──────── Page text

Richard J. Jamborsky, Chief Judge of the Circuit Court of Fairfax County
v.
Tiko A. Baskins
Record 930711.
Supreme Court of Virginia.
Apr 15, 1994.
442 S.E.2d 636
H. Elizabeth Shaffer, Assistant Attorney General (Stephen D. Rosenthal, Attorney General, on brief), for appellant., Patrick N. Anderson, for appellee.
Keenan.
Cited by 65 opinions  |  Published
2 passages pin-cited by 6 cases
Pinpoint authority: #37,764 of 633,719
Citer courts: Court of Appeals of Virginia (12)
JUSTICE KEENAN

delivered the opinion of the Court.

The sole issue in this appeal is whether compliance with the 21-day time period specified in Code § 16.1-269(E) is a jurisdictional requirement for the transfer of a juvenile to the circuit court for trial as an adult.

Tiko A. Baskins, a juvenile, was charged with rape, aggravated sexual battery, and abduction of a 12-year-old girl. Felony petitions on these charges were filed, in the Juvenile and Domestic Relations[*508] District Court of Fairfax County (the juvenile court). On July 31, 1992, after hearing evidence on these charges, the juvenile court found, pursuant to Code § 16.1-269(A)(3), that there was probable cause to believe that Baskins had committed an act that would be a felony if committed by an adult. The juvenile court continued the case for a hearing to determine whether it should certify Baskins for trial as an adult in the Circuit Court of Fairfax County (the circuit court).

On August 14, 1992, after conducting a hearing, the juvenile court entered an order certifying Baskins to the circuit court for trial as an adult. Baskins appealed this decision and the juvenile court’s file was delivered to the circuit court for review pursuant to Code § 16.1-269(E). That section provides, in material part, that

the judge of the juvenile court shall forward to the circuit court all papers connected with the case, including the report required by this section, as well as a written order setting forth the reasons for the juvenile court’s opinion. The circuit court shall, within twenty-one days after receipt of the case from the juvenile court, examine all such papers, reports and orders to determine if there has been compliance with this section, but without redetermining whether the juvenile court had sufficient evidence to find probable cause, and enter an order either remanding the case to the juvenile court or advising the attorney for the Commonwealth that he may seek an indictment.

────────────────
──────── Data excerpt

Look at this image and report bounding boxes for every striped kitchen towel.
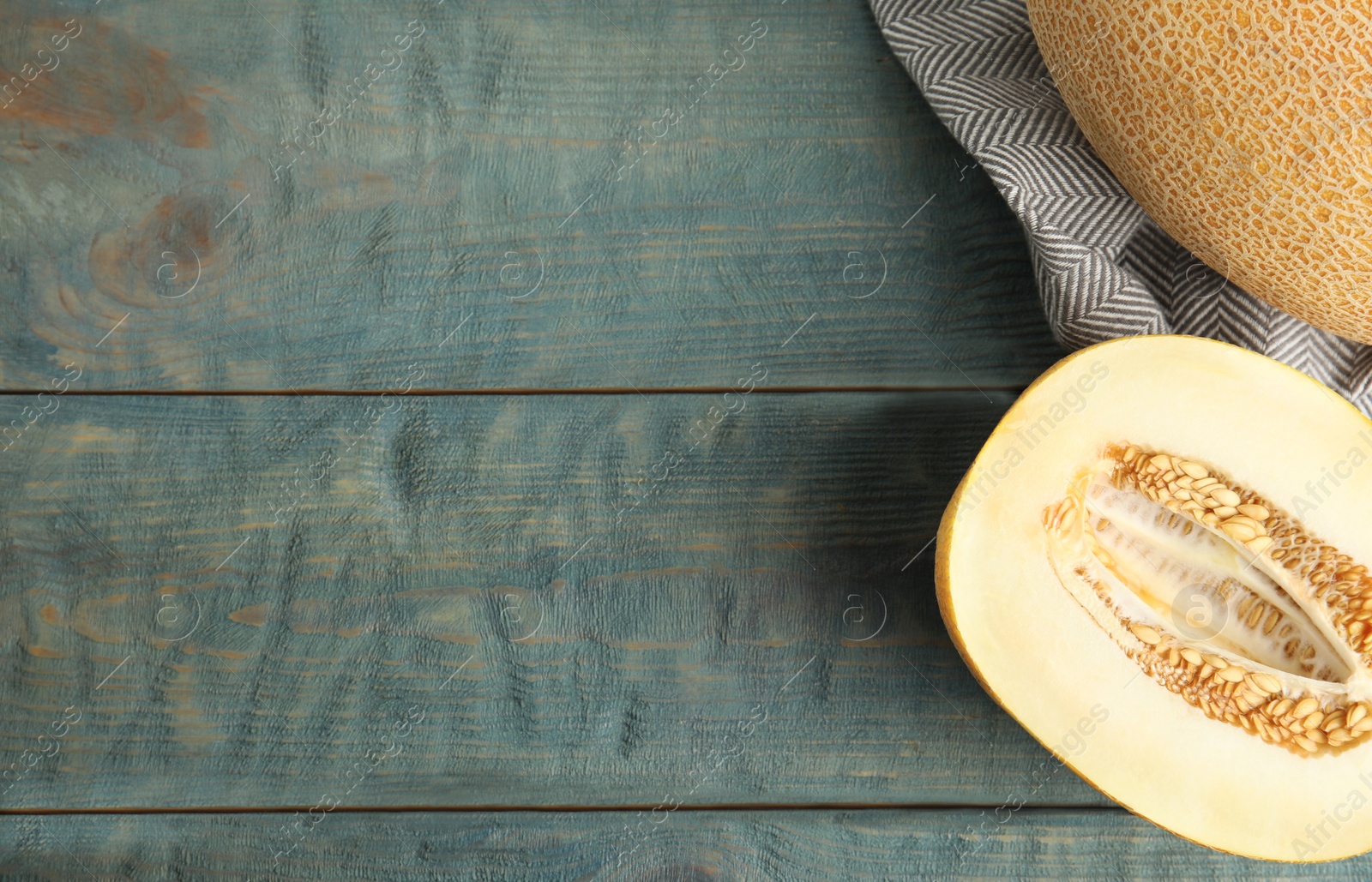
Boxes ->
[870,0,1372,416]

────────────────

▸ Exercise A:
Using the Baskins court opinion, list every offense with which Baskins was charged.
▸ Exercise B:
Carry the Baskins court opinion forward from where it stops, in the same formal judicial style.

▸ Response A:
- Rape
- Aggravated sexual battery
- Abduction

▸ Response B:
(Emphasis added.)

On September 8, 1992, the circuit court entered an order authorizing the Commonwealth’s Attorney to seek an indictment against Baskins. Baskins was indicted for rape and aggravated sexual battery. Baskins moved to quash the indictment, arguing that the circuit court lacked jurisdiction since it had not entered its order within the 21-day time period specified in Code § 16.1-269(E). The circuit court denied the motion.

Baskins petitioned the Court of Appeals for writs of prohibition and mandamus pursuant to Code § 17-116.04. A panel of the Court of Appeals granted the writ of prohibition and denied the writ of mandamus. In re Baskins, 16 Va. App. 241, 430 S.E.2d 555 (1993). The Court of Appeals relied on Bea v. Commonwealth, 14 Va. App. 977, 980, 420 S.E.2d 255, 257 (1992), in which the 21-day time period of Code § 16.1-269(E) was held to be mandatory and jurisdictional, and issued a writ “prohibiting further proceedings in the circuit court and directing the circuit court to remand this case to the juvenile court for[*509] further proceedings if the Commonwealth be so advised.” Id. at 246, 430 S.E.2d at 558. This Court awarded Richard J. Jamborsky, Chief Judge of the Circuit Court of Fairfax County, an appeal from that decision.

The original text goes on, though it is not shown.